§ Aim of the task: Rewrite the rows between the lines holding "For this exercise we mark the grape leaf" and "[(1216, 254), (505, 240)]", inclusive, swapping "single pin" for "single marker" and keeping everything else the same. Leave the pictures out of your answer.

(Stored items)
## start

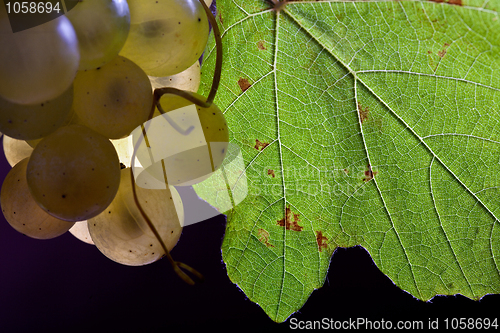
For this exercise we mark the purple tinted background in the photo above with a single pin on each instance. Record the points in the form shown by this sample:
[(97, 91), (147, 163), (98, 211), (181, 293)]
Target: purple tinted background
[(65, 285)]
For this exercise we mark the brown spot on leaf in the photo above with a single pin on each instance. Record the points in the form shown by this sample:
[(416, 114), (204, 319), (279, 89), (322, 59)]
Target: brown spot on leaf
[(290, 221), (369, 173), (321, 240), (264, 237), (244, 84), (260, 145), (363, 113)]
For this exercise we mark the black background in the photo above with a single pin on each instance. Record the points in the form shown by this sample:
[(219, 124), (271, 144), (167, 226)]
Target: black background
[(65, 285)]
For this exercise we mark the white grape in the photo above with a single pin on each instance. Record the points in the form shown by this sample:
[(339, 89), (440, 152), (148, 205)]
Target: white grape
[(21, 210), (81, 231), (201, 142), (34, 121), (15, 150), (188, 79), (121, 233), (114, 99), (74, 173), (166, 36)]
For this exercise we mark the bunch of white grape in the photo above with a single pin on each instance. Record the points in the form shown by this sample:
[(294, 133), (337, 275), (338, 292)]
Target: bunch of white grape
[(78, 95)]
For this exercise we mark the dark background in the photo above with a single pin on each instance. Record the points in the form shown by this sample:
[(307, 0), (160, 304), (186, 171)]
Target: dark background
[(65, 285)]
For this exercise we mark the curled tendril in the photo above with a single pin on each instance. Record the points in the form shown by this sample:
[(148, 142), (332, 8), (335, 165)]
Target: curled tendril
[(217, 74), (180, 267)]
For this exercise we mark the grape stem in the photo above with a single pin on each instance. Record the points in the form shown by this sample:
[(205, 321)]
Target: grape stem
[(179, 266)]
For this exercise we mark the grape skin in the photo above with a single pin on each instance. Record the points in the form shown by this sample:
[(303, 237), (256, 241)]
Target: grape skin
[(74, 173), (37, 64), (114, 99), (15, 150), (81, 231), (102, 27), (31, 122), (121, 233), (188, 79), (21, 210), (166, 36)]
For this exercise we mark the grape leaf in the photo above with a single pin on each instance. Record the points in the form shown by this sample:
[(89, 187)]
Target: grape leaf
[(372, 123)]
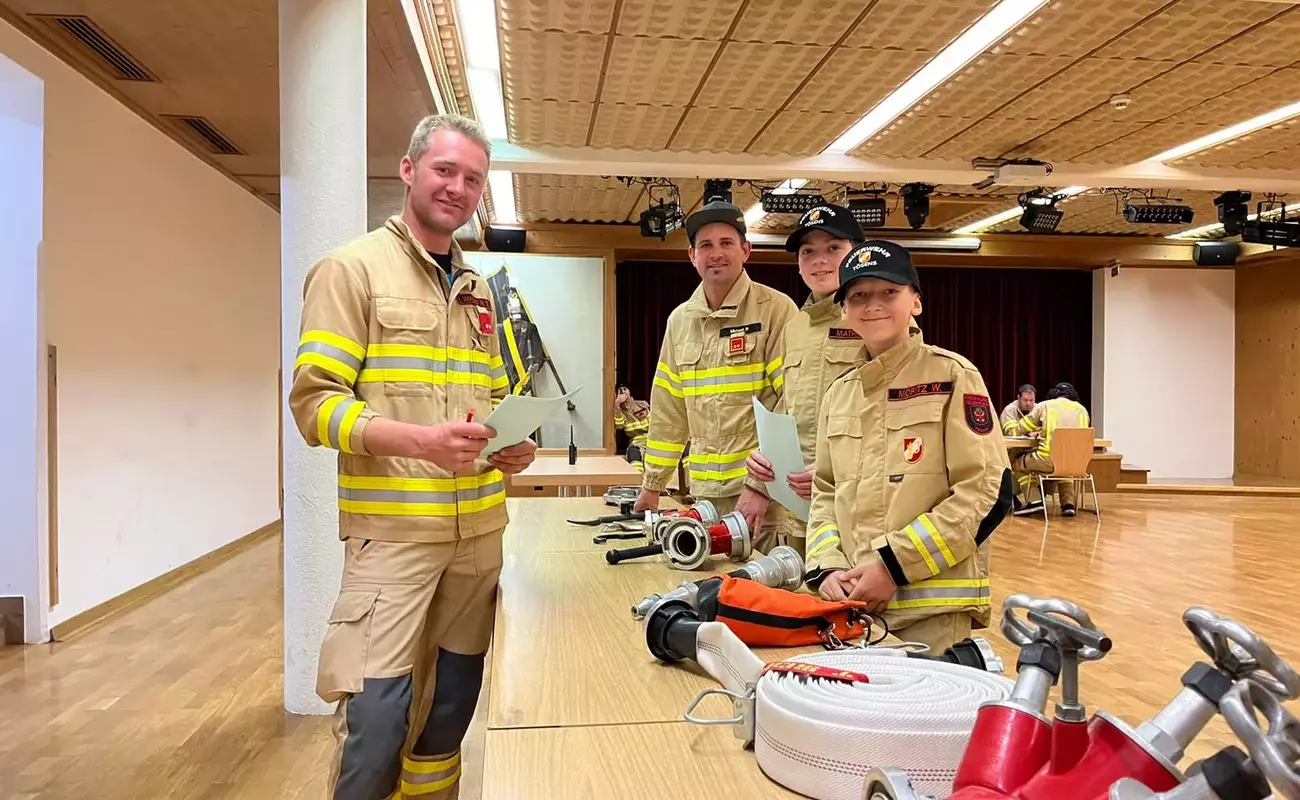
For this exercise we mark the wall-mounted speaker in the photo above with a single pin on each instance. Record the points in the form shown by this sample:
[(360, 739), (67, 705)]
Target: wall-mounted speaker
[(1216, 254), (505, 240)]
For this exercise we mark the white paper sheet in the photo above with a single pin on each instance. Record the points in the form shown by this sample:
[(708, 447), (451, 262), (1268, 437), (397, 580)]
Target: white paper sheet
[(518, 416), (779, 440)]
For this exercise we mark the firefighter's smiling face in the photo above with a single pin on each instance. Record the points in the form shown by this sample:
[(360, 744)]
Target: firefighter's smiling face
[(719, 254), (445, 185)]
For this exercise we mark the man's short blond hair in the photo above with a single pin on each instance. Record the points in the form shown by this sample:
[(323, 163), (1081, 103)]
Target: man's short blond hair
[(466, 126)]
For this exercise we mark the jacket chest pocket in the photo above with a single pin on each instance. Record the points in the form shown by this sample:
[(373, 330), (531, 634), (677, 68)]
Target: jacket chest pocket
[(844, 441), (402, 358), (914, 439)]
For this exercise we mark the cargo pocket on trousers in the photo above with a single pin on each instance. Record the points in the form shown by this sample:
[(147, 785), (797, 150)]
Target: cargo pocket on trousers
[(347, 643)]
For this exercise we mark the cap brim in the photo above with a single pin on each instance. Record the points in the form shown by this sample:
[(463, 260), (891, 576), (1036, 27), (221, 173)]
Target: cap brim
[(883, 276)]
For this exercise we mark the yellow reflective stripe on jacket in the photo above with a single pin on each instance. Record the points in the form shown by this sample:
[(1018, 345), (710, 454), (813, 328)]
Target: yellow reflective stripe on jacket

## end

§ Solution to the problem:
For this exercise we mark the grape leaf in the photo above with a single marker on each instance. Record the points in the form shown by this sample:
[(89, 187)]
Target: grape leaf
[(372, 123)]
For this exercise we mark the wall-mounted speaker in the photo above with a single marker on each instance. Record the points in the form shown by this sample:
[(360, 739), (67, 705)]
Target: wall-mounted speaker
[(1216, 254), (505, 240)]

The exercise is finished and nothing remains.